_WHAT THE EXERCISE ASKS_.
Copy out exactly the lines from the line containing "Player-spacing review: tag the brick siding" to the end of the listing.

_DATA PROVIDED_.
════

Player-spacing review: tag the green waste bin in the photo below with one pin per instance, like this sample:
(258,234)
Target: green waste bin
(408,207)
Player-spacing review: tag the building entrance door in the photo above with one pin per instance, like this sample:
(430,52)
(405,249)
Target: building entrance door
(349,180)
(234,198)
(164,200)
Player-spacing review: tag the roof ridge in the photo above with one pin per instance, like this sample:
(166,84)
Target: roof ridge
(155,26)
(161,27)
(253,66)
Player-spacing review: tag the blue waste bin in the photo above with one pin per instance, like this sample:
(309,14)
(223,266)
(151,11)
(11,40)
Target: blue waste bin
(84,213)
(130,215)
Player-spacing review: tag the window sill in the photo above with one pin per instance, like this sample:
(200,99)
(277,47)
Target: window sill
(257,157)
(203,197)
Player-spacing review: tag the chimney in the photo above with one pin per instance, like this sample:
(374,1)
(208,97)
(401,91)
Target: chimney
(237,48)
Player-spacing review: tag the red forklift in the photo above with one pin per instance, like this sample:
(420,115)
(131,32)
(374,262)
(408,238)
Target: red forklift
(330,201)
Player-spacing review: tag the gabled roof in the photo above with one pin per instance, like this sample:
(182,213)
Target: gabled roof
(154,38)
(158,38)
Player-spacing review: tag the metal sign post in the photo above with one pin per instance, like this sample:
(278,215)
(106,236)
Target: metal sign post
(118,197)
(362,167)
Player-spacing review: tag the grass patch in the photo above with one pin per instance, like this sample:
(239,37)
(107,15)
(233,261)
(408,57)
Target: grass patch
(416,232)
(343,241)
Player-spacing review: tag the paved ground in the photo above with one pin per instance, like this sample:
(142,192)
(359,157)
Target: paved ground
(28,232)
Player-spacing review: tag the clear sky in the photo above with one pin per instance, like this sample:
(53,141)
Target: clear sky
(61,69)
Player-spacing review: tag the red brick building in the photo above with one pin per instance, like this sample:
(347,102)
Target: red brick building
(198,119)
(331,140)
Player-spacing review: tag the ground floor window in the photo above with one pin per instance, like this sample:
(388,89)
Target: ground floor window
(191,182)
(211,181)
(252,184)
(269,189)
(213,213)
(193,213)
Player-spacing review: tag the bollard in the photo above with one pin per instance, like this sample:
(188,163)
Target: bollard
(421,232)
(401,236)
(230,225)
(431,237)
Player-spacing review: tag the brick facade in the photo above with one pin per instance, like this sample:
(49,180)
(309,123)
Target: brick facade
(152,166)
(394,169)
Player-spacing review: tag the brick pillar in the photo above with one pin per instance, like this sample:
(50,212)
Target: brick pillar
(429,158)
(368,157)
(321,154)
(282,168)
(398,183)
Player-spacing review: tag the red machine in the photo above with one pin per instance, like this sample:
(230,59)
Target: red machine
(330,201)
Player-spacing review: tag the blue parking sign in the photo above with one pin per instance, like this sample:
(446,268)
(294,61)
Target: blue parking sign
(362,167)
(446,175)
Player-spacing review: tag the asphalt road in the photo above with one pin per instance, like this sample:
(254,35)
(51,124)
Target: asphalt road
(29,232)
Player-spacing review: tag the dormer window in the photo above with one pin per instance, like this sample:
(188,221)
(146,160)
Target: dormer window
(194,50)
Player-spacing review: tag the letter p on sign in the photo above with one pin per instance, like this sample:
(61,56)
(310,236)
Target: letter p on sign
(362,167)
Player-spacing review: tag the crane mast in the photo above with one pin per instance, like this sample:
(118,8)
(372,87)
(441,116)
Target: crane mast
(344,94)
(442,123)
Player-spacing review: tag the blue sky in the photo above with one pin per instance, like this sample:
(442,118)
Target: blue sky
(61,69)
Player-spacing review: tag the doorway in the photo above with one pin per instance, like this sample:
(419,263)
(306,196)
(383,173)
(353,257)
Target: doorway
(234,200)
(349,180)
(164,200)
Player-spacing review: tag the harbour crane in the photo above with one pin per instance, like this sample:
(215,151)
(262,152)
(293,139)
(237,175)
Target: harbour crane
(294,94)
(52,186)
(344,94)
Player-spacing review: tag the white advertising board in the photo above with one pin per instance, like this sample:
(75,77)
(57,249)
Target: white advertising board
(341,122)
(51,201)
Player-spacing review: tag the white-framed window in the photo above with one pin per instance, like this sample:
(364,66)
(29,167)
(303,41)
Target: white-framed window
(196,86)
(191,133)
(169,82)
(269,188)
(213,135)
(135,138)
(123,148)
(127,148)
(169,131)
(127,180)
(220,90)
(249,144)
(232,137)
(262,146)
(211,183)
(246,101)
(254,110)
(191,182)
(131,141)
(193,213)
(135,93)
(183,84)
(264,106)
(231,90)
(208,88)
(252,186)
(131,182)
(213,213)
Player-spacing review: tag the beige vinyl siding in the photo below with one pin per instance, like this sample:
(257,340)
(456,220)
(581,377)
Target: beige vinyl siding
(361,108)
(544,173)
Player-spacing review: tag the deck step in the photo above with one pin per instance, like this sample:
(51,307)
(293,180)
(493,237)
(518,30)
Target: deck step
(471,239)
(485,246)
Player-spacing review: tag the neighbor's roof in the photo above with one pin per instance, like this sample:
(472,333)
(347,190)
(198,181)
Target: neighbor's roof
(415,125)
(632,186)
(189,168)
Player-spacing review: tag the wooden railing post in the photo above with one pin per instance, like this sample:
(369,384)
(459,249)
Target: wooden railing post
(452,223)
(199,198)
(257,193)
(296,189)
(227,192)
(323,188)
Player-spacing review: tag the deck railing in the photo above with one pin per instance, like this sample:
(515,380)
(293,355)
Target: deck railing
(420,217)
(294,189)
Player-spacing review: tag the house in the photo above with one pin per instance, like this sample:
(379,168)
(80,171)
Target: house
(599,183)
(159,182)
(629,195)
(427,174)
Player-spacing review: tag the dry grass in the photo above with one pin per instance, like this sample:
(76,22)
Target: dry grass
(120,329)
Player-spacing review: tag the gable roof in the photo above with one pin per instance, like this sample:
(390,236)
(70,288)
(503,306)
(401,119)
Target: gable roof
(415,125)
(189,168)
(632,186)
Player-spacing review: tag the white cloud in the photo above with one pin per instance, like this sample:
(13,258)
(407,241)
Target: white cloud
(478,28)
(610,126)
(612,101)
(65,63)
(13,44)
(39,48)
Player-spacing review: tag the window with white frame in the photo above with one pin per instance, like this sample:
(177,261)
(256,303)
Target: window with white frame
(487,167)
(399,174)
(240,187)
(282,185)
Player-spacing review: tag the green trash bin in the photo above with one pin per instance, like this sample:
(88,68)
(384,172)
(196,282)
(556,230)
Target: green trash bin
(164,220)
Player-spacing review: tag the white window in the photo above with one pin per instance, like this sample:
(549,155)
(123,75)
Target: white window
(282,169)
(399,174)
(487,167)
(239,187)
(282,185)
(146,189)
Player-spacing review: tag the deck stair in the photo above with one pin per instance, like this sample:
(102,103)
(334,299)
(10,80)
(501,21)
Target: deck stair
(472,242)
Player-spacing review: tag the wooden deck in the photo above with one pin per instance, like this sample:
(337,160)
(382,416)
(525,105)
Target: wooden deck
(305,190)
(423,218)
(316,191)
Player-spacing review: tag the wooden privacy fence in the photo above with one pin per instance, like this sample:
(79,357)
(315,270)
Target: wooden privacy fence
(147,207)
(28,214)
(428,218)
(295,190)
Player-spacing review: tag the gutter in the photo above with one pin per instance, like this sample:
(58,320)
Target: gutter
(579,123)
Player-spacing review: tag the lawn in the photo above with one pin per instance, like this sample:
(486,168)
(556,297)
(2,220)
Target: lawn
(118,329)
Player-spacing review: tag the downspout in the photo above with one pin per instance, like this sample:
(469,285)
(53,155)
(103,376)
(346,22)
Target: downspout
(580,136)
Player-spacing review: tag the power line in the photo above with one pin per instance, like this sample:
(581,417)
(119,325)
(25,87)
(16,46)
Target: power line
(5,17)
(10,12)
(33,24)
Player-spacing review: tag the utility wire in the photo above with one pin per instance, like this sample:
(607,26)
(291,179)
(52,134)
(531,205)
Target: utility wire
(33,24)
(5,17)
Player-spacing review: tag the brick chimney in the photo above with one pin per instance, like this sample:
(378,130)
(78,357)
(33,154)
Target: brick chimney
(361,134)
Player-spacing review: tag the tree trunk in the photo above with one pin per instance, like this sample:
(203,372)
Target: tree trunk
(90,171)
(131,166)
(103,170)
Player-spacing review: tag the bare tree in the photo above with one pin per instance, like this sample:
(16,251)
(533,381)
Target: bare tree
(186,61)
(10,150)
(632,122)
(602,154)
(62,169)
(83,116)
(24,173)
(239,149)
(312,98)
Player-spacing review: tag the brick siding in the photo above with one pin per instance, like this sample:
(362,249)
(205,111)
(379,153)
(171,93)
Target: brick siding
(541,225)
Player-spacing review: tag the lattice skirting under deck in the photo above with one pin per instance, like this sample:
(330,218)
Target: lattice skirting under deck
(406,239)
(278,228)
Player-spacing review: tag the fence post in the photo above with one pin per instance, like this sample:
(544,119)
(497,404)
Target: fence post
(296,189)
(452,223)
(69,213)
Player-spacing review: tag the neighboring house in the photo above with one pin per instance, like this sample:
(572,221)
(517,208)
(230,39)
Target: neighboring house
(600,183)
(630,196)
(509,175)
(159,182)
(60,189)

════

_SOLUTION TO THE EXERCISE_.
Player-spacing review: tag the brick siding in the photo above with one pin per instance, like this sample:
(362,249)
(205,111)
(379,153)
(171,93)
Target: brick siding
(541,225)
Player-spacing review: tag the lattice skirting under deck in the photo above with one pin per instance, like this sample:
(330,218)
Target: lattice skirting under deck
(406,239)
(278,228)
Player-spacing review: tag the fence post in the photo above with one pin per instance, like this sample:
(544,119)
(497,404)
Target: fence post
(296,189)
(452,223)
(69,213)
Player-spacing review: tag the neighboring house in the photo above with one pin per instance, like this sample:
(572,221)
(517,208)
(230,39)
Target: neighboring house
(600,183)
(630,196)
(509,175)
(159,182)
(60,189)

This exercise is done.